◆ **OBJECTIVE**: Can you copy every line of the material below without changing anything?

──────── RECORD EXTRACTS ────────

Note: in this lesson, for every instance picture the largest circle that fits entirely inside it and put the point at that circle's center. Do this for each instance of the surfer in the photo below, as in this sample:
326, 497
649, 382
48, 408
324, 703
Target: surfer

────────

◆ **FINAL RESULT**:
Note: in this lesson, for every instance picture the largest circle that fits entirely inside it and put the point at that circle's center. Do this for each instance of the surfer in the photo below, as in this sample:
326, 497
649, 382
48, 408
324, 703
Target: surfer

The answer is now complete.